**WHAT IS BEING ASKED:** Without including the images, transcribe each record precisely as it appears below.

**SOURCE RECORDS:**
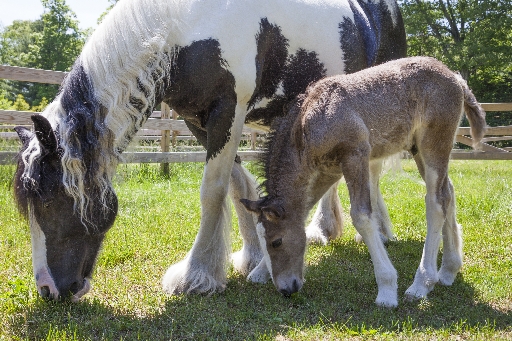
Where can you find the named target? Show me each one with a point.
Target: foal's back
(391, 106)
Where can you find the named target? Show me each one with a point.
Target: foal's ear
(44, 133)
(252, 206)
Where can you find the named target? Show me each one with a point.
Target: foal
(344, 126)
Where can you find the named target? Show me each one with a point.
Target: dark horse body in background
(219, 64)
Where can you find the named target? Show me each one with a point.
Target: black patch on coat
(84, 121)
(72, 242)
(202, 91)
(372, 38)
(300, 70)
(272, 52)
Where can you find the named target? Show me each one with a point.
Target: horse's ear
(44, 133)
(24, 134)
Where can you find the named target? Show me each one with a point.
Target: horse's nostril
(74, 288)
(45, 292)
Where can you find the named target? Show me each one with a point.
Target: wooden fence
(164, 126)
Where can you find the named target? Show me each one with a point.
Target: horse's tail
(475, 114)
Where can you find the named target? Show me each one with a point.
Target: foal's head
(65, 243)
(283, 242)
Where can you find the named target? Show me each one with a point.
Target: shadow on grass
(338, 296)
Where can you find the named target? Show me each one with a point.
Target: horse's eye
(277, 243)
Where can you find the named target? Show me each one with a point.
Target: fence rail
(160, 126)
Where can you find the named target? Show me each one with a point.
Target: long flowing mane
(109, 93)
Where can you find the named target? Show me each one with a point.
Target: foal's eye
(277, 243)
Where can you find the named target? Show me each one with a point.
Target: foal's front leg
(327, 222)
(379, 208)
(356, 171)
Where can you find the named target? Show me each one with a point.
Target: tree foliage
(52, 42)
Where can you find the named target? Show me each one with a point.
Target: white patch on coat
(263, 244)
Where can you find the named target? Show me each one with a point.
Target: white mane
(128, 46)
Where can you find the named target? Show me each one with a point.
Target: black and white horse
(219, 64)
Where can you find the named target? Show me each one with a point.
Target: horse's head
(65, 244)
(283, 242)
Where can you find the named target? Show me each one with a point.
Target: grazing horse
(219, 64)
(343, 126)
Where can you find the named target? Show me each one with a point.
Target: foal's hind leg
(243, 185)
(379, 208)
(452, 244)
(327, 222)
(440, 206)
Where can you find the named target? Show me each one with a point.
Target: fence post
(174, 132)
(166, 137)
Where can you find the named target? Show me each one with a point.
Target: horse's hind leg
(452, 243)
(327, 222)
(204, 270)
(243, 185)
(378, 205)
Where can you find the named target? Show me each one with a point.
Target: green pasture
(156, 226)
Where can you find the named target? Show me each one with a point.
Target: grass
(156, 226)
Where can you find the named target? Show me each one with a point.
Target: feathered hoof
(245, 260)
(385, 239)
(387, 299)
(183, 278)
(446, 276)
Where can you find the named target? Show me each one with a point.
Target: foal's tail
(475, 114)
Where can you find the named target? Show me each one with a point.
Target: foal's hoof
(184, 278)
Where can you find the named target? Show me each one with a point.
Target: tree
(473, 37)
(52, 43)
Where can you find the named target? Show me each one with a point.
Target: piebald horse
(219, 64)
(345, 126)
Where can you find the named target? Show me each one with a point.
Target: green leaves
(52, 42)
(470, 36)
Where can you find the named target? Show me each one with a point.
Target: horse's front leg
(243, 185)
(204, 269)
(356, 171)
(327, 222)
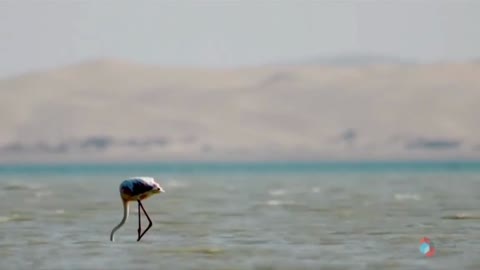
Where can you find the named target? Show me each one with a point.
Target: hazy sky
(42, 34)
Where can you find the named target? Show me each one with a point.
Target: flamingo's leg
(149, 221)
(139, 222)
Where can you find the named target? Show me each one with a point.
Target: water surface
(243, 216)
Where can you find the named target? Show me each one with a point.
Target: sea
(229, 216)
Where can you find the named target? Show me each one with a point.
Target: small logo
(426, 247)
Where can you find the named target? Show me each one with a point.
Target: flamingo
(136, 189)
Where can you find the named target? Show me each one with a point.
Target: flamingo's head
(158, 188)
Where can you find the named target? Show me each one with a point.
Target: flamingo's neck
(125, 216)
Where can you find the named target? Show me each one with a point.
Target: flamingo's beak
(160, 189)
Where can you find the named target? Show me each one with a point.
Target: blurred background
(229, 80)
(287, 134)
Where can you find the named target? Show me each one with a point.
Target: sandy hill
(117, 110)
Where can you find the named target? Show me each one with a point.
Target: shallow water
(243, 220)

**RESULT:**
Where can you find the named target? Show me each one with a point.
Target: foal's back
(391, 106)
Where can you find the named target? Show me each one with a point.
Target: foal's ear
(44, 133)
(252, 206)
Where can you find the named target? Show me each one with a point.
Target: foal
(344, 126)
Where can you find the named target? Show me each one with a point.
Target: dark horse body in background
(219, 64)
Where can you find the named target? Show me each one with a point.
Target: black patch on coat
(84, 121)
(72, 242)
(202, 91)
(372, 38)
(300, 70)
(272, 52)
Where can you find the named target? Show me each one with a point.
Target: horse's ear
(44, 133)
(24, 134)
Where can you find the named target? Show me each one with a point.
Target: horse's nostril
(74, 288)
(45, 292)
Where can you find the named target? Show me each one with a point.
Target: wooden fence
(164, 126)
Where can you find the named target? Show me each one with a point.
Target: horse's tail
(475, 114)
Where can you find the named target? Show me each one with a point.
Target: foal's head
(65, 243)
(283, 242)
Where can you find the named target? Show me each one with a point.
Target: shadow on grass
(338, 296)
Where can you find the named target? Show me each one with a point.
Target: horse's eye
(277, 243)
Where can you find the named target? Show me each one with a point.
Target: fence rail
(160, 126)
Where can you find the named target? Show me each one with a point.
Target: long flowing mane
(109, 93)
Where can you find the named target? Show me each one with a point.
Target: foal's eye
(277, 243)
Where can you find the named target? Show me each one with a point.
Target: foal's front leg
(327, 222)
(379, 208)
(356, 171)
Where can you find the named target? Show me each one with a point.
Target: tree foliage
(52, 42)
Where can you find the named target? Show me each one with a point.
Target: white patch on coat
(263, 244)
Where can you find the named target? Show me each one with a point.
Target: white mane
(128, 46)
Where can you find the named target? Show me each one with a point.
Target: black and white horse
(219, 64)
Where can you find the named target? Show me each one with a point.
Target: horse's head
(65, 244)
(283, 242)
Where can you find the named target? Show me each one with a point.
Target: grazing horse
(219, 64)
(343, 126)
Where can you find the named target? Show me each one with a point.
Target: foal's hind leg
(243, 185)
(379, 208)
(452, 244)
(327, 222)
(440, 206)
Where can you find the named target? Show me each one with a point.
Target: fence post
(174, 132)
(166, 137)
Where can you find the named target? Show me each one with a point.
Target: horse's hind leg
(452, 243)
(327, 222)
(204, 270)
(243, 185)
(378, 205)
Where can you find the named target? Show me each one with a point.
Target: green pasture
(156, 226)
Where can you find the named target? Show me each one with a point.
Target: grass
(156, 226)
Where can you find the named target? Show me each one with a point.
Target: feathered hoof
(245, 260)
(385, 239)
(387, 299)
(183, 278)
(446, 276)
Where can you find the named target? Show me each one with a point.
Target: foal's tail
(475, 114)
Where can you find the named target? Show me each one with a point.
Target: foal's hoof
(184, 278)
Where can you find the named target? Show me each one with a point.
Target: tree
(473, 37)
(52, 43)
Where can you find the named target? Show me each one with a point.
Target: piebald horse
(219, 64)
(345, 126)
Where can you find the named target? Show me each one with a point.
Target: green leaves
(52, 42)
(470, 36)
Where can you find the named target? Show me each one with a point.
Target: horse's front leg
(243, 185)
(204, 269)
(356, 171)
(327, 222)
Where can you find the named target? Show me each one with a point.
Target: hazy sky
(42, 34)
Where can you find the named target? Show me each one with a point.
Target: flamingo's leg
(149, 221)
(139, 222)
Where can you find the named target? Show me each one with a point.
Target: water surface
(243, 216)
Where can you find the named target? Show me each one with a point.
Target: sea
(229, 216)
Where can you find the named target? Show me each one with a point.
Target: small logo
(426, 247)
Where can you find the named target? Show me each one with a point.
Target: flamingo
(136, 189)
Where can you find the named target? Show me each one with a point.
Target: flamingo's head
(158, 188)
Where can you find the named target? Show me each one with a point.
Target: flamingo's neck
(125, 216)
Where can you find the named target? Show me each one with a point.
Target: flamingo's beak
(160, 189)
Where can you find the named target? Show me each one with a point.
Target: blurred background
(229, 80)
(287, 134)
Where can you find the named target? Show me each one with a point.
Target: sandy hill
(117, 110)
Where can you find the named target? Show me each one with a point.
Target: shallow water
(243, 220)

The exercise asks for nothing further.